[Point labeling examples]
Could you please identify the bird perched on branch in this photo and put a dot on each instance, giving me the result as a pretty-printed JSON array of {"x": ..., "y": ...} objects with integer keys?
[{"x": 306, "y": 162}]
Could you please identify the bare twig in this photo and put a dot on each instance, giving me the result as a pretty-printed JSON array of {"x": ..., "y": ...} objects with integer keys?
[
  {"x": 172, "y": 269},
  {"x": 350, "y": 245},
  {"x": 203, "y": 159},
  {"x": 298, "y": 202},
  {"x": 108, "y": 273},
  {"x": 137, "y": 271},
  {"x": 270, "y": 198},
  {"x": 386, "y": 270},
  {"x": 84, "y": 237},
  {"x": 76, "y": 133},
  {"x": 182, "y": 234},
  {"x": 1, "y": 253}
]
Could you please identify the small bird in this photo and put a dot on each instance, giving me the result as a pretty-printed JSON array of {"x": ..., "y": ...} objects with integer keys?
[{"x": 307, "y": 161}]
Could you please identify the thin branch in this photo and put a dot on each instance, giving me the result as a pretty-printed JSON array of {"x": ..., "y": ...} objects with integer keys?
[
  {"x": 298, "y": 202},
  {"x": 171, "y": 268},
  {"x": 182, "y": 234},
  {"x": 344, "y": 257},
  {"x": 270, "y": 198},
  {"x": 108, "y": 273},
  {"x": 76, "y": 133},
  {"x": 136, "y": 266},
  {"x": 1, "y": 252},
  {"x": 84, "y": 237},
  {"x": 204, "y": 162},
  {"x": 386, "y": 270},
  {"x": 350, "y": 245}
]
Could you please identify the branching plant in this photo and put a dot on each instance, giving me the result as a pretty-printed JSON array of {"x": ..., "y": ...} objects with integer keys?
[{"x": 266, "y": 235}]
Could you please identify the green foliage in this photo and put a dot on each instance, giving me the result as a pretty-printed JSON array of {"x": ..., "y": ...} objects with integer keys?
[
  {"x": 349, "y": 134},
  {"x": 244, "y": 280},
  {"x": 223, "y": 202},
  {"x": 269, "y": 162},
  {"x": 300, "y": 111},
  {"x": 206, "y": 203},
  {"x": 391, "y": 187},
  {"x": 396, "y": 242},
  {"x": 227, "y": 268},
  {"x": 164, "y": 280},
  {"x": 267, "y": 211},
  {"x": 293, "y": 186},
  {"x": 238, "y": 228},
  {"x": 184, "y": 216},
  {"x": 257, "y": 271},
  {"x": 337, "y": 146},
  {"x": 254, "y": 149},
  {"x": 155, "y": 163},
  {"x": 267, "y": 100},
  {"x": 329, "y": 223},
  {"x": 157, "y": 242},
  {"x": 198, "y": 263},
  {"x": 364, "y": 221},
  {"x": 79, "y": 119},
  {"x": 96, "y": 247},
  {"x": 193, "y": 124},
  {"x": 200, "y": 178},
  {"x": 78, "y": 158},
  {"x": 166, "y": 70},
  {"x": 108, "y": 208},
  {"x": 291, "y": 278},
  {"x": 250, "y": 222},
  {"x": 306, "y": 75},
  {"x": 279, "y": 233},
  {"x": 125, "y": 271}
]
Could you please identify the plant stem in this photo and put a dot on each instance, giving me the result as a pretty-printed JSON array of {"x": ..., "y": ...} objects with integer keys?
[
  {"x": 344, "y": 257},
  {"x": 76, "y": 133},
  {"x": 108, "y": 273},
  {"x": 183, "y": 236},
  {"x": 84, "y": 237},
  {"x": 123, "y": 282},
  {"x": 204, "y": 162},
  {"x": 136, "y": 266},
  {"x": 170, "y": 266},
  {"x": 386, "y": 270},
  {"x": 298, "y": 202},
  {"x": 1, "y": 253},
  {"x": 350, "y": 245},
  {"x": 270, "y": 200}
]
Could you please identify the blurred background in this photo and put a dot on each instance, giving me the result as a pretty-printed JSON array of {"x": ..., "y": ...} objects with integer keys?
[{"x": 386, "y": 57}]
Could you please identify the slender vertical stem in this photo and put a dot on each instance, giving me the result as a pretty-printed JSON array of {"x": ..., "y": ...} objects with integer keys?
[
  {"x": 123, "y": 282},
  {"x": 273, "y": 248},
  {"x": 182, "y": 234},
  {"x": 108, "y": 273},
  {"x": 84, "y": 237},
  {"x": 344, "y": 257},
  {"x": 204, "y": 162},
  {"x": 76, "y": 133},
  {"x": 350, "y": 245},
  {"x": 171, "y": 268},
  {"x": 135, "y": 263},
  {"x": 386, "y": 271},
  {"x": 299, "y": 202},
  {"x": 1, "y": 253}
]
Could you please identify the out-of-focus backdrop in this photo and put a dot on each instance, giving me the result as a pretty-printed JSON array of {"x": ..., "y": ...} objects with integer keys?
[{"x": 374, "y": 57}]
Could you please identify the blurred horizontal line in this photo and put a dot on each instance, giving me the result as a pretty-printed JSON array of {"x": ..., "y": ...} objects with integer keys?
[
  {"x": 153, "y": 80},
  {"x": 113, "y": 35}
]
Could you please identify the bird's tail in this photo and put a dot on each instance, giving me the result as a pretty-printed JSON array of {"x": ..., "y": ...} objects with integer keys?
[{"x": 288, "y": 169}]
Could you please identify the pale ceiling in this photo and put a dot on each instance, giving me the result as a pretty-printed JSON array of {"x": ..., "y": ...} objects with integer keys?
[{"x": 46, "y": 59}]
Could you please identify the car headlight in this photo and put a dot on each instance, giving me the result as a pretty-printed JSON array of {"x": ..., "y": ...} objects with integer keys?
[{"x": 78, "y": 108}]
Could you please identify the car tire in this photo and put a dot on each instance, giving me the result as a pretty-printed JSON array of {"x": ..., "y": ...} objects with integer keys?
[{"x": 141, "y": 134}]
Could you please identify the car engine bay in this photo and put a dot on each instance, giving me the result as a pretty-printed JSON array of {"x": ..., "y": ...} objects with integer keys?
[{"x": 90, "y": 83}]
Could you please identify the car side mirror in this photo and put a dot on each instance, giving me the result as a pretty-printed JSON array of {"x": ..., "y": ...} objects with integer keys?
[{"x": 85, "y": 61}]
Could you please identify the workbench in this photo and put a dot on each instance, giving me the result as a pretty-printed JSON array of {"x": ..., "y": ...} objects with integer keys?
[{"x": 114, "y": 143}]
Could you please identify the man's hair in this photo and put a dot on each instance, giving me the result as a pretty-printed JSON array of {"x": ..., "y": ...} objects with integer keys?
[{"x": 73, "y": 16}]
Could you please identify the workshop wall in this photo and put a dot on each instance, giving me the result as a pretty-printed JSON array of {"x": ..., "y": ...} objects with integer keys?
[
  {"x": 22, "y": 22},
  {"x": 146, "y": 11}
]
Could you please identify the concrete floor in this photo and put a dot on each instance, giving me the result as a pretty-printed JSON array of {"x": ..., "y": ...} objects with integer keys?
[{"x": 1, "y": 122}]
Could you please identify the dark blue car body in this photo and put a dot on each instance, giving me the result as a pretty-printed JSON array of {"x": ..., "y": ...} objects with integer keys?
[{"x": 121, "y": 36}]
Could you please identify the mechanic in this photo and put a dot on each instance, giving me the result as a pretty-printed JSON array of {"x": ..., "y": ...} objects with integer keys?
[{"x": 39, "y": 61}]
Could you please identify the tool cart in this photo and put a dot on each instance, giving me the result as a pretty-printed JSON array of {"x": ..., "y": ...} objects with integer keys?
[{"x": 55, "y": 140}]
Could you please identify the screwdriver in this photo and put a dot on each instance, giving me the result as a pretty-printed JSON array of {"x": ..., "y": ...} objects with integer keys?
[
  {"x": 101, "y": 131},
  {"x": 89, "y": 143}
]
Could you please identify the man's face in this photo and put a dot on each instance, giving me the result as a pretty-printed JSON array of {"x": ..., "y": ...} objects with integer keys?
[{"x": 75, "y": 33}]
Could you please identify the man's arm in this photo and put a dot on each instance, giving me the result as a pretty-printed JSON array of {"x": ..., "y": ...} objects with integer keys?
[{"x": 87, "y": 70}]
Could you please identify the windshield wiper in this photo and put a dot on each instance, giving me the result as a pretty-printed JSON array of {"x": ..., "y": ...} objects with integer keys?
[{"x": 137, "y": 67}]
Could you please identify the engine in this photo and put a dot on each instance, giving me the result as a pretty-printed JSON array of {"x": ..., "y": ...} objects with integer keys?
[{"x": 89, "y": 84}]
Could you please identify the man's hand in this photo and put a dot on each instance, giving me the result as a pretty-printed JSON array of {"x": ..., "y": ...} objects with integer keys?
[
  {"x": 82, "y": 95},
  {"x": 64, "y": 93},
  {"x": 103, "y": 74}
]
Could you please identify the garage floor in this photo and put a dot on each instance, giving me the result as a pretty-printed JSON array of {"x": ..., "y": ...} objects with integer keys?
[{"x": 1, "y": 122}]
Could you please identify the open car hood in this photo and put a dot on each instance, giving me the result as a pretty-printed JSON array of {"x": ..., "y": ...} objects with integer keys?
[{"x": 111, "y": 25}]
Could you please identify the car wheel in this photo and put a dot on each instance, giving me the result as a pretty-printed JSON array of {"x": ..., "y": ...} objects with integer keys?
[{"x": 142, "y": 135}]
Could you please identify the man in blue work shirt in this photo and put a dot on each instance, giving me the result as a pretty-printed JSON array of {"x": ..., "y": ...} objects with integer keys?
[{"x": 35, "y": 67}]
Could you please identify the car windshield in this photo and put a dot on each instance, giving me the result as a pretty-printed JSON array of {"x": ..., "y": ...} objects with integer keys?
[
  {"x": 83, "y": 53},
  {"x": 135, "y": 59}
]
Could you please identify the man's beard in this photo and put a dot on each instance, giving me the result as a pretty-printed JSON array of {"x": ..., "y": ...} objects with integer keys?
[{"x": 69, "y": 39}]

▶ _REQUIREMENT_
What needs duplicating is the run of lines from the one containing "Could you please identify the car windshield" through the last line of the entries above, exact and complete.

▶ _SOLVED PROBLEM_
Could you please identify the car windshield in this photo and put a dot on each instance, giving me the result as a pretty-printed JSON array of {"x": ..., "y": ...} objects with integer keys?
[
  {"x": 83, "y": 53},
  {"x": 135, "y": 59}
]
Could you please identify the man's beard in this photo and put a dot on each instance, giving me the result as a pretty-printed JSON array of {"x": ..., "y": ...} objects with integer keys?
[{"x": 69, "y": 39}]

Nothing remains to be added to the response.